** begin Exercise materials **

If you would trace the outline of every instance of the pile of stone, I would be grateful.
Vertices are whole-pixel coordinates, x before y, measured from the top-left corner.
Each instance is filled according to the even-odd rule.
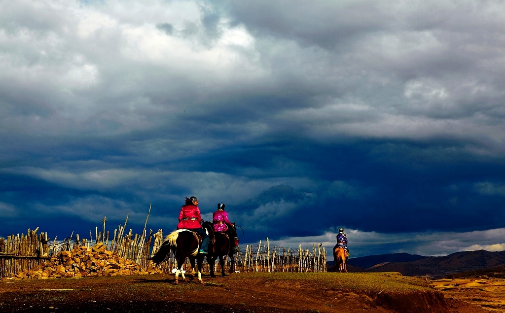
[[[100,243],[91,247],[79,246],[71,251],[62,251],[38,267],[18,272],[10,279],[147,275],[161,273],[158,269],[145,269],[129,259],[120,257]]]

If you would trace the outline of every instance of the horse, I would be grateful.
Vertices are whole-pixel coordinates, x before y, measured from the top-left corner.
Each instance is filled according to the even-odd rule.
[[[204,222],[204,225],[210,225],[212,227],[212,224],[210,222]],[[233,273],[235,269],[235,256],[233,251],[231,248],[237,238],[237,229],[235,226],[235,223],[233,224],[233,227],[228,227],[228,231],[225,233],[219,232],[212,232],[212,234],[209,235],[209,254],[207,254],[207,263],[209,263],[210,269],[210,276],[211,277],[215,277],[214,274],[214,265],[216,260],[219,258],[219,265],[221,268],[221,276],[226,276],[224,270],[224,260],[226,256],[230,257],[231,266],[228,273],[231,274]],[[233,240],[234,241],[232,241]]]
[[[333,260],[335,260],[333,269],[335,271],[338,268],[339,272],[347,273],[347,263],[345,262],[347,256],[347,252],[342,247],[335,246],[333,248]]]
[[[207,233],[213,231],[212,225],[209,227],[204,227]],[[195,274],[195,259],[197,260],[198,271],[198,281],[203,284],[201,279],[201,268],[204,263],[204,254],[198,252],[200,245],[201,244],[201,238],[195,232],[187,229],[178,229],[173,231],[165,237],[163,243],[160,249],[154,254],[150,259],[157,265],[160,264],[170,255],[171,252],[173,252],[175,255],[175,259],[177,262],[177,271],[175,272],[175,285],[179,284],[179,274],[182,276],[182,279],[188,281],[184,273],[181,270],[182,265],[186,260],[186,257],[189,258],[189,263],[191,264],[191,271],[189,274],[189,280],[192,280]]]

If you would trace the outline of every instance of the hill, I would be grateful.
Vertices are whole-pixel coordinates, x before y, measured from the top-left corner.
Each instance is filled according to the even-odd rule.
[[[441,277],[454,273],[491,269],[505,265],[505,251],[458,252],[445,256],[408,253],[370,255],[349,259],[349,272],[397,272],[409,276]],[[329,267],[332,266],[329,265]]]

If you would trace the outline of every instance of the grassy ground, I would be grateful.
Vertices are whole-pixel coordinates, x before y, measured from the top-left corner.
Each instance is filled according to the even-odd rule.
[[[235,273],[203,279],[203,285],[194,280],[178,285],[168,274],[3,281],[0,311],[409,313],[412,306],[430,313],[437,311],[422,308],[445,305],[427,280],[394,273]]]

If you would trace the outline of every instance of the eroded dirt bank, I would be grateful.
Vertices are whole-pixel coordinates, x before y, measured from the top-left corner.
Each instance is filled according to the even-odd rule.
[[[241,274],[233,274],[235,278]],[[0,282],[3,312],[328,312],[475,313],[484,311],[435,291],[370,292],[322,288],[289,280],[204,276],[173,284],[166,274]]]

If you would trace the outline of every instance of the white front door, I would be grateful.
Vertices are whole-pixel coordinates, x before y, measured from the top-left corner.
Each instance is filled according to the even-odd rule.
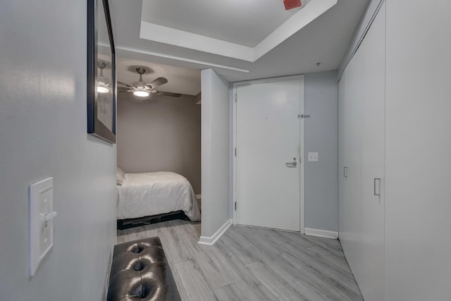
[[[235,85],[236,223],[299,231],[304,78]]]

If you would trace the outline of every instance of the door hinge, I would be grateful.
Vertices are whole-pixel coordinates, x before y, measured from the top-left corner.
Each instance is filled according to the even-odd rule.
[[[310,115],[297,114],[298,118],[309,118]]]

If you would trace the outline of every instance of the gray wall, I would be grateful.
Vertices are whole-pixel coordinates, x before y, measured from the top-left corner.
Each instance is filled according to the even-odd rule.
[[[338,85],[335,71],[305,75],[306,228],[338,231]],[[307,161],[317,152],[318,162]]]
[[[229,219],[229,83],[202,71],[202,236],[211,237]]]
[[[118,166],[128,173],[173,171],[201,193],[200,110],[194,97],[118,97]]]
[[[86,1],[0,10],[0,299],[101,300],[116,146],[87,134]],[[28,186],[54,177],[54,247],[29,276]]]
[[[386,2],[386,300],[451,300],[451,1],[424,4]]]

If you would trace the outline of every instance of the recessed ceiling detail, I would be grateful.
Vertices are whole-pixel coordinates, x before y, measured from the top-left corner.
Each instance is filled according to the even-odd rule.
[[[202,1],[204,1],[206,4],[213,4],[216,6],[214,11],[219,11],[220,13],[227,13],[227,12],[218,10],[217,6],[220,5],[221,2],[211,1],[211,0]],[[186,20],[186,17],[180,19],[178,22],[172,23],[165,23],[164,20],[160,20],[156,16],[152,17],[152,13],[149,12],[153,11],[152,8],[155,6],[155,0],[143,0],[140,37],[141,39],[254,62],[329,10],[337,4],[337,1],[338,0],[304,0],[302,1],[303,6],[300,8],[290,11],[285,11],[283,3],[280,1],[281,3],[279,4],[280,7],[275,8],[272,11],[273,18],[271,17],[269,18],[269,17],[268,17],[268,18],[266,19],[271,20],[271,21],[266,22],[266,20],[265,20],[265,22],[264,22],[264,23],[270,23],[269,26],[261,26],[262,19],[257,18],[255,20],[255,23],[261,28],[256,29],[252,27],[252,20],[249,21],[251,22],[249,23],[250,30],[247,30],[247,28],[242,28],[241,31],[244,33],[247,32],[249,34],[247,38],[245,35],[237,33],[235,35],[237,37],[233,37],[234,31],[230,30],[230,24],[233,23],[233,18],[235,16],[237,16],[237,18],[242,17],[240,15],[240,11],[235,10],[234,14],[230,14],[228,16],[230,20],[228,25],[224,25],[226,26],[229,32],[232,32],[232,35],[225,35],[219,30],[218,32],[221,33],[221,35],[219,36],[221,38],[218,38],[219,37],[216,37],[213,34],[213,32],[218,32],[217,30],[215,30],[215,28],[211,29],[211,31],[209,30],[209,26],[205,26],[205,28],[202,28],[202,27],[200,26],[202,23],[194,23],[191,27],[187,27],[184,25],[184,20]],[[164,2],[168,3],[169,1],[165,1]],[[253,3],[255,8],[258,9],[259,6],[264,6],[264,4],[262,4],[262,2],[265,2],[265,1],[259,0],[257,2],[252,1],[236,1],[236,2],[240,4],[237,8],[238,10],[240,6],[246,5],[244,4],[245,2]],[[269,2],[273,4],[276,1],[271,0]],[[247,5],[249,4],[247,4]],[[242,7],[241,8],[242,8]],[[206,11],[199,11],[199,19],[202,19],[201,16],[206,16],[208,17],[208,7],[205,9]],[[282,11],[283,14],[280,13],[279,11]],[[249,13],[249,11],[247,10],[247,11]],[[266,9],[264,11],[267,12],[268,10]],[[258,12],[253,11],[252,13],[259,16],[257,13]],[[187,15],[190,15],[190,13],[187,13]],[[195,18],[194,15],[190,16]],[[247,17],[249,16],[247,16]],[[211,16],[206,18],[206,24],[211,25],[212,24],[211,23],[208,23],[209,18],[211,18]],[[260,16],[260,18],[264,18],[264,16]],[[153,23],[150,23],[150,20],[152,20]],[[154,23],[157,21],[159,24]],[[187,23],[186,24],[188,23]],[[193,23],[191,22],[190,24]],[[213,24],[214,24],[214,23]],[[221,24],[215,26],[217,26],[217,28],[220,28],[221,27]],[[236,30],[238,30],[239,29],[237,29]],[[236,30],[235,32],[238,32]],[[257,37],[257,39],[256,37]]]

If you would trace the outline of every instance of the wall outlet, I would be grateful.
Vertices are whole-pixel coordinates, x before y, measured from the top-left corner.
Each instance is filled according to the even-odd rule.
[[[318,161],[318,153],[317,152],[309,152],[307,154],[307,159],[309,162],[317,162]]]

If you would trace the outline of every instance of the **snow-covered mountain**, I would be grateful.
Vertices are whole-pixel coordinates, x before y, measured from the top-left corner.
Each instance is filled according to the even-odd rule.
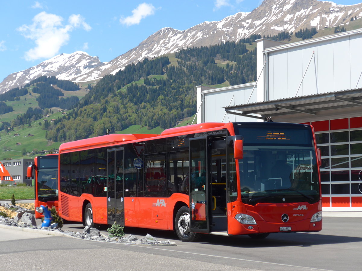
[[[204,22],[183,31],[163,28],[108,63],[101,62],[97,57],[82,52],[56,56],[8,76],[0,83],[0,93],[42,76],[55,76],[75,82],[96,79],[114,74],[145,57],[174,52],[181,48],[237,41],[253,34],[273,35],[311,27],[321,31],[348,23],[352,17],[362,20],[362,3],[344,5],[317,0],[264,0],[251,12],[239,12],[218,22]]]

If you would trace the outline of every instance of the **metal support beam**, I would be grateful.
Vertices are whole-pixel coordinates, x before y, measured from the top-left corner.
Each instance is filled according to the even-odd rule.
[[[277,111],[277,108],[284,108],[285,109],[288,109],[290,110],[291,110],[292,111],[296,111],[298,112],[300,112],[301,113],[307,113],[307,114],[310,114],[311,115],[315,115],[316,112],[313,112],[310,110],[303,110],[302,109],[298,109],[298,108],[294,108],[294,107],[292,107],[291,106],[281,106],[280,104],[275,104],[274,105],[275,108],[275,111]]]
[[[239,113],[237,112],[233,112],[232,111],[227,111],[226,113],[228,114],[232,114],[234,115],[237,115],[237,116],[242,116],[244,117],[248,117],[251,118],[254,118],[254,119],[258,119],[259,120],[267,120],[266,118],[264,118],[262,117],[258,117],[257,116],[253,116],[253,115],[248,115],[247,114],[244,114],[244,113]]]
[[[355,104],[362,106],[362,102],[354,100],[353,99],[353,98],[343,98],[342,97],[338,96],[335,97],[334,98],[336,100],[338,100],[339,101],[344,101],[344,102],[347,102],[351,103],[354,103]]]

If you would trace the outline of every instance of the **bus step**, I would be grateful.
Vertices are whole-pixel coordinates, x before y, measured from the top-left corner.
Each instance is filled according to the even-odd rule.
[[[229,235],[227,233],[227,232],[212,232],[210,233],[210,234],[212,234],[214,235],[223,235],[226,236]]]

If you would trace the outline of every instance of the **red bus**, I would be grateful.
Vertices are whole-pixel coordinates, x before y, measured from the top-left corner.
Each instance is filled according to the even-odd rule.
[[[34,164],[28,168],[27,176],[33,176],[35,181],[35,208],[41,205],[47,206],[50,209],[53,206],[58,210],[58,166],[57,154],[37,156]],[[42,216],[35,212],[36,218]]]
[[[205,123],[62,144],[59,214],[85,225],[248,235],[322,228],[313,128]]]

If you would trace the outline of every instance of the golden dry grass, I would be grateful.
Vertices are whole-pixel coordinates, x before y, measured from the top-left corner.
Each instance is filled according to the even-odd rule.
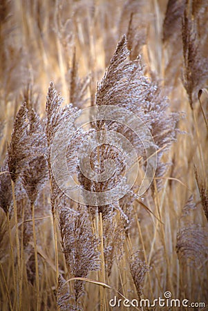
[[[208,310],[207,1],[6,0],[0,10],[0,310],[126,310],[123,305],[111,307],[110,299],[153,302],[167,291],[173,299],[205,305],[138,309]],[[5,173],[9,168],[4,160],[23,102],[46,119],[50,81],[64,104],[81,109],[93,104],[97,82],[124,34],[132,50],[129,59],[141,54],[145,75],[160,80],[162,95],[170,100],[167,112],[185,112],[177,122],[184,133],[163,155],[171,164],[154,179],[153,190],[144,200],[127,202],[129,229],[117,209],[106,218],[101,213],[84,214],[83,219],[71,216],[64,234],[73,228],[75,238],[70,237],[68,245],[80,236],[77,245],[88,245],[79,232],[83,226],[101,263],[82,279],[73,274],[67,251],[62,252],[68,211],[51,209],[48,180],[32,202]],[[84,265],[84,254],[80,257]],[[84,291],[79,277],[85,280]]]

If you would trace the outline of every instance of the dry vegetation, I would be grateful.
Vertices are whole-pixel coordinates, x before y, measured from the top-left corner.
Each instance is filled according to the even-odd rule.
[[[126,310],[109,300],[166,291],[205,305],[129,310],[208,310],[207,1],[1,0],[0,21],[0,310]],[[53,140],[77,109],[108,104],[148,126],[156,173],[142,197],[136,182],[117,202],[79,205],[55,182]],[[134,133],[113,122],[89,133],[101,129],[124,135],[145,169]],[[97,173],[108,158],[117,170],[88,179],[76,155],[88,135],[74,135],[68,169],[111,189],[122,155],[94,151]]]

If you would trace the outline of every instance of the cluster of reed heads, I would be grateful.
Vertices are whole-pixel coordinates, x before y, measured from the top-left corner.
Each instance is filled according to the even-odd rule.
[[[206,310],[207,1],[4,0],[0,10],[1,310],[110,310],[115,296],[153,301],[167,290]],[[110,142],[89,161],[100,174],[113,160],[112,176],[82,173],[77,152],[92,133],[122,134],[140,163],[122,198],[91,206],[59,189],[50,153],[75,113],[102,105],[146,124],[158,164],[139,196],[140,138],[112,120],[77,129],[66,157],[82,189],[106,191],[128,174]]]

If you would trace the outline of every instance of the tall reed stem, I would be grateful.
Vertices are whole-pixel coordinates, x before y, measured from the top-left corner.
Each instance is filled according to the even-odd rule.
[[[33,240],[34,240],[34,253],[35,253],[35,281],[36,281],[36,310],[39,310],[39,268],[38,268],[38,258],[37,258],[37,238],[35,232],[35,207],[34,203],[31,204],[32,209],[32,232],[33,232]]]
[[[13,205],[14,205],[14,216],[15,222],[15,238],[16,238],[16,245],[17,245],[17,291],[19,293],[18,299],[18,309],[21,310],[21,258],[20,258],[20,249],[19,249],[19,229],[18,229],[18,219],[17,219],[17,208],[15,199],[15,182],[11,180],[12,189],[12,198],[13,198]],[[17,296],[18,297],[18,296]]]
[[[12,245],[12,240],[11,225],[10,225],[9,213],[6,214],[6,219],[7,219],[8,233],[9,233],[9,240],[10,240],[10,258],[11,258],[11,261],[12,261],[12,278],[13,278],[13,284],[14,284],[13,308],[15,310],[16,303],[17,303],[17,288],[16,288],[17,280],[16,280],[16,274],[15,274],[15,261],[14,261],[13,245]]]

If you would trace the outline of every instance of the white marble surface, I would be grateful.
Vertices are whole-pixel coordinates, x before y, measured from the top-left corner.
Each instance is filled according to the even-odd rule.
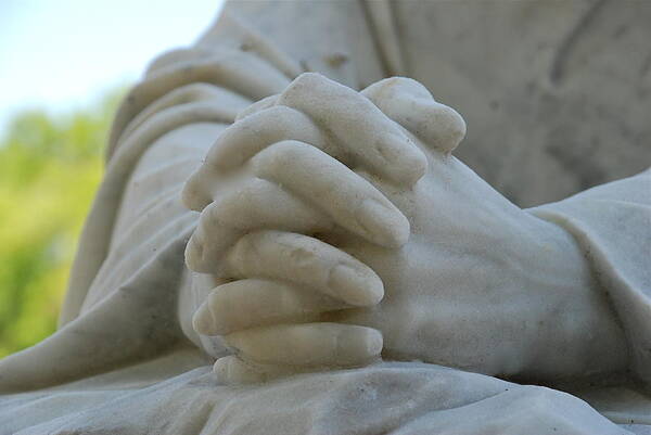
[[[521,208],[650,163],[638,57],[573,63],[622,23],[643,50],[650,8],[613,3],[229,3],[120,107],[0,434],[651,433],[651,172]]]

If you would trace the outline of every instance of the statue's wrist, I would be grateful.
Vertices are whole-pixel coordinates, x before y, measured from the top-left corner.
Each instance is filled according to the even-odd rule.
[[[549,350],[544,367],[571,376],[616,372],[627,364],[624,331],[597,271],[574,236],[542,221],[537,277],[547,276],[540,322]],[[551,355],[550,355],[551,354]]]

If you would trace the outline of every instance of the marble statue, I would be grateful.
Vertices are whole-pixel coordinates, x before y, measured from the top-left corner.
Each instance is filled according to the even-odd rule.
[[[651,434],[649,22],[227,3],[124,100],[0,434]]]

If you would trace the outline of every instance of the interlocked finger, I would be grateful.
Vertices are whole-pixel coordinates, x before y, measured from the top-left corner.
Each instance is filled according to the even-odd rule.
[[[382,351],[380,331],[342,323],[279,324],[225,336],[243,359],[267,364],[350,367]]]
[[[424,86],[410,78],[385,78],[366,88],[361,94],[438,151],[451,152],[465,136],[465,121],[461,115],[436,102]]]
[[[344,163],[357,163],[368,172],[410,188],[424,174],[426,157],[393,120],[371,101],[319,74],[296,78],[278,98],[309,116],[336,139],[346,153]]]
[[[409,238],[409,221],[370,182],[320,150],[297,141],[267,148],[252,159],[255,174],[282,185],[341,227],[385,247]]]
[[[332,220],[277,184],[259,178],[208,205],[186,246],[186,263],[196,272],[222,274],[224,256],[252,230],[311,233],[332,228]]]
[[[251,328],[317,321],[324,311],[349,307],[308,287],[245,279],[219,285],[196,310],[193,327],[204,335],[227,335]]]
[[[384,295],[382,280],[363,263],[303,234],[248,233],[229,251],[226,264],[231,278],[291,282],[352,306],[375,305]]]

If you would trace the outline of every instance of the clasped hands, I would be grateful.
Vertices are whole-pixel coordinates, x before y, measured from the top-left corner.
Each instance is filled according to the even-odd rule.
[[[414,80],[318,74],[240,114],[187,182],[194,329],[256,382],[382,357],[505,376],[622,369],[624,338],[570,234],[451,156],[463,119]]]

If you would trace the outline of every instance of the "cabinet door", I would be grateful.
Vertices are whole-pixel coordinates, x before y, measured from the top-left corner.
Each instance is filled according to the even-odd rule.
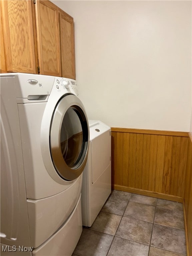
[[[1,51],[0,51],[0,72],[6,73],[6,62],[5,62],[5,48],[4,47],[4,41],[3,40],[3,33],[2,29],[3,23],[2,23],[2,15],[1,15],[1,5],[0,4],[0,14],[1,15],[1,34],[0,35],[0,41],[1,42]]]
[[[7,71],[35,74],[32,1],[7,0],[1,3]]]
[[[36,1],[35,6],[40,73],[61,76],[58,8],[46,0]]]
[[[75,79],[73,19],[61,10],[59,13],[62,76]]]

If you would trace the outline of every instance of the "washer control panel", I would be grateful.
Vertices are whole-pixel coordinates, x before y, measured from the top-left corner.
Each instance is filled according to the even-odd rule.
[[[75,80],[62,77],[56,77],[54,87],[56,87],[58,92],[63,91],[64,90],[66,93],[74,93],[76,95],[78,94],[77,83]]]

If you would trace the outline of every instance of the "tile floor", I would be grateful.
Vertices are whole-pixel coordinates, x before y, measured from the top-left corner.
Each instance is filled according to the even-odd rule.
[[[72,256],[186,255],[182,203],[113,190]]]

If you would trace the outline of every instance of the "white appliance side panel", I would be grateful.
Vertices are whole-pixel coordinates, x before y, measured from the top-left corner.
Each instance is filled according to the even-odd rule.
[[[29,246],[26,192],[14,77],[1,77],[1,242]]]
[[[71,256],[82,232],[81,197],[63,226],[43,244],[33,251],[33,256]]]
[[[99,136],[101,134],[111,130],[110,127],[98,120],[89,120],[89,125],[90,141]],[[99,131],[98,131],[98,130]]]
[[[49,238],[66,221],[81,195],[83,174],[72,186],[57,195],[27,200],[31,246],[35,248]]]
[[[30,199],[40,199],[58,194],[72,183],[66,181],[68,185],[59,184],[51,177],[45,167],[41,155],[40,134],[46,104],[18,104],[27,197]],[[52,167],[53,171],[56,172],[53,165]]]
[[[87,226],[91,227],[111,192],[111,163],[93,184],[91,173],[87,171]]]
[[[98,134],[98,136],[91,141],[92,183],[95,182],[111,161],[110,131]]]
[[[90,150],[90,143],[89,151]],[[91,156],[91,154],[88,155],[87,161],[91,162],[89,159]],[[82,222],[84,226],[87,226],[87,187],[86,186],[86,166],[83,172],[83,183],[81,190],[81,209],[82,211]]]
[[[33,248],[29,246],[20,246],[20,247],[13,247],[7,244],[0,244],[1,256],[32,256],[31,250]]]

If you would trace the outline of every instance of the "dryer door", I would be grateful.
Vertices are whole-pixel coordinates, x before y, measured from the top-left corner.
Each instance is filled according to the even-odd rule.
[[[88,120],[81,102],[74,95],[64,97],[55,109],[50,132],[53,163],[62,178],[72,180],[82,173],[89,139]]]

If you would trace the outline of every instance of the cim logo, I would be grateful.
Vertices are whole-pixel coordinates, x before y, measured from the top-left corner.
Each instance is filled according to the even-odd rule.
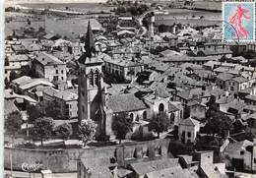
[[[42,165],[40,162],[24,162],[22,164],[22,170],[25,172],[35,172],[42,168]]]

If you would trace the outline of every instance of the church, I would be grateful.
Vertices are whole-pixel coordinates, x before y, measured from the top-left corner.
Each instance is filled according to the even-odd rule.
[[[78,117],[79,123],[92,119],[97,124],[97,139],[106,140],[105,88],[102,86],[102,59],[96,51],[90,22],[85,38],[85,52],[79,58]],[[101,138],[98,138],[98,137]]]
[[[146,121],[152,117],[152,112],[158,112],[153,109],[155,107],[165,105],[164,111],[171,114],[167,107],[169,98],[161,98],[158,95],[159,102],[148,103],[145,99],[140,99],[129,92],[109,94],[107,85],[103,83],[104,58],[96,50],[90,22],[84,41],[85,52],[78,60],[78,117],[79,124],[87,119],[96,123],[96,140],[107,141],[114,136],[111,127],[112,118],[120,113],[126,113],[132,120],[134,127],[131,133],[136,132],[135,128],[140,130],[142,125],[148,123]]]

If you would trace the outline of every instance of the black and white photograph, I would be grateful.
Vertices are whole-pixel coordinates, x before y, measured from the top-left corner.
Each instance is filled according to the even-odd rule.
[[[256,178],[255,7],[6,0],[3,178]]]

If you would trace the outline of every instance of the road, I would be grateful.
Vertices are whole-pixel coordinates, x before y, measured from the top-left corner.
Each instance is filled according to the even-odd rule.
[[[11,174],[11,171],[5,170],[4,175]],[[30,173],[13,171],[14,178],[30,178]],[[41,174],[31,174],[31,178],[41,178]],[[52,178],[77,178],[77,173],[53,173]]]

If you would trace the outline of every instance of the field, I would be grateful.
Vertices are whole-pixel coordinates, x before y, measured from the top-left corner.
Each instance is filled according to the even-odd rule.
[[[87,31],[88,19],[72,18],[72,19],[57,19],[50,18],[45,20],[46,32],[58,33],[62,36],[75,38]],[[19,30],[28,26],[27,22],[10,22],[5,24],[5,36],[12,34],[13,30]],[[43,22],[32,22],[32,27],[38,30],[39,27],[44,27]],[[101,29],[101,25],[95,19],[91,20],[93,30]]]
[[[37,4],[20,4],[21,6],[30,8],[51,8],[65,10],[66,7],[69,10],[80,11],[80,12],[109,12],[114,7],[106,7],[97,3],[37,3]]]

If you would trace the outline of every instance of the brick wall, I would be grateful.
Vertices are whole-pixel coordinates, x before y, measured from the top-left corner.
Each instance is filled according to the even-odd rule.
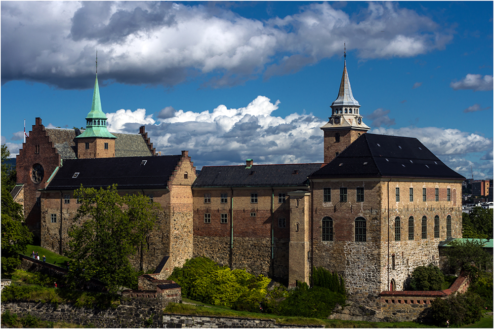
[[[36,237],[41,237],[40,218],[41,209],[36,205],[36,199],[40,196],[39,189],[44,188],[46,181],[55,169],[60,164],[61,157],[47,136],[40,118],[36,118],[36,124],[29,132],[29,137],[22,145],[16,159],[17,183],[25,184],[24,190],[24,218],[29,230]],[[41,165],[44,171],[42,179],[35,183],[32,178],[33,168]]]

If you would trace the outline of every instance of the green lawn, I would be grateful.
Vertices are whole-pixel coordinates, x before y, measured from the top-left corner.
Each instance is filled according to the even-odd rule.
[[[53,264],[61,267],[65,267],[65,262],[70,261],[70,259],[61,255],[59,255],[56,253],[50,251],[47,249],[41,248],[39,246],[33,246],[28,245],[25,252],[23,255],[29,257],[31,256],[31,253],[33,251],[36,253],[38,252],[38,254],[40,255],[40,260],[42,261],[43,255],[46,256],[46,262]]]

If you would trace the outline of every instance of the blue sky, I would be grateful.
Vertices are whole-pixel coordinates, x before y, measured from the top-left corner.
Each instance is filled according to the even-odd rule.
[[[370,132],[493,176],[493,2],[2,1],[1,143],[85,124],[204,165],[323,161],[347,66]]]

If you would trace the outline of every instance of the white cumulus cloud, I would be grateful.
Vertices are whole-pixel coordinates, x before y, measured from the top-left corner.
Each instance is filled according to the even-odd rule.
[[[493,76],[467,74],[460,81],[452,82],[450,86],[455,90],[472,89],[474,91],[486,91],[493,90]]]

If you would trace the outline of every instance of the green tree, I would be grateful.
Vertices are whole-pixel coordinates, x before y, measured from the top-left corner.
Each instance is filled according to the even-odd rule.
[[[446,257],[450,267],[466,271],[474,278],[487,267],[492,267],[492,256],[482,248],[479,240],[453,240],[448,245]]]
[[[470,214],[462,216],[463,237],[493,238],[493,210],[476,207]]]
[[[15,169],[12,168],[10,164],[5,163],[10,156],[10,152],[8,148],[3,144],[1,146],[1,184],[2,186],[4,185],[9,192],[14,188],[17,180]]]
[[[442,290],[444,275],[441,269],[433,264],[426,266],[417,266],[413,269],[410,280],[410,287],[416,291]]]
[[[70,284],[77,287],[94,277],[115,293],[135,284],[129,258],[140,246],[145,248],[158,216],[156,204],[140,194],[121,196],[115,185],[99,190],[81,186],[74,195],[82,204],[75,218],[80,225],[69,231]]]
[[[10,195],[12,185],[8,166],[4,161],[10,155],[5,145],[1,146],[1,272],[10,272],[20,263],[19,254],[26,251],[33,234],[24,224],[22,206]],[[15,180],[13,181],[15,185]]]

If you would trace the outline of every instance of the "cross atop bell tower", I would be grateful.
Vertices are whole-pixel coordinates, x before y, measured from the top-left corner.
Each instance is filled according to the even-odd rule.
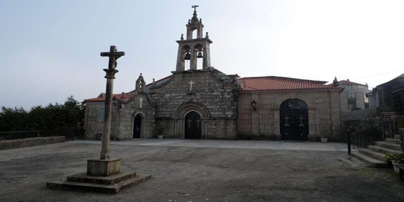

** end Exercise materials **

#### [Task statement]
Copy the lines starting at the one containing "tree, I would be grateful." and ending at the end of the records, changing "outline" to "boundary" and keeping everything else the same. Leave the pictures out.

#### [Task response]
If you would trace the boundary of every instance of the green tree, I would be grateful.
Vertices are whole-pixel coordinates, x before y, measured from the top-left corner.
Each instance is filled according to the even-odd rule.
[[[446,257],[450,267],[466,271],[474,278],[487,267],[492,267],[492,256],[482,248],[479,240],[453,240],[448,245]]]
[[[470,214],[462,216],[463,237],[493,238],[493,210],[476,207]]]
[[[15,169],[12,168],[10,164],[5,163],[10,156],[10,152],[8,148],[3,144],[1,146],[1,184],[2,186],[4,185],[9,192],[14,188],[17,180]]]
[[[442,290],[444,275],[441,269],[433,264],[426,266],[417,266],[413,269],[410,280],[410,287],[416,291]]]
[[[70,284],[77,287],[94,277],[115,293],[135,284],[129,258],[140,246],[145,248],[158,216],[156,204],[140,194],[121,196],[115,185],[99,190],[81,186],[74,195],[82,204],[75,218],[80,225],[69,231]]]
[[[10,195],[12,185],[8,166],[4,161],[10,155],[5,145],[1,146],[1,272],[10,272],[20,263],[19,254],[26,251],[33,234],[24,224],[22,206]],[[15,180],[13,181],[15,185]]]

If you would trace the boundary of every instance of the "cross atop bell tower", I would be grateful.
Vertices are whole-pixel coordinates, x before y, measured from the top-left corner.
Each instance is filled according to the even-odd rule.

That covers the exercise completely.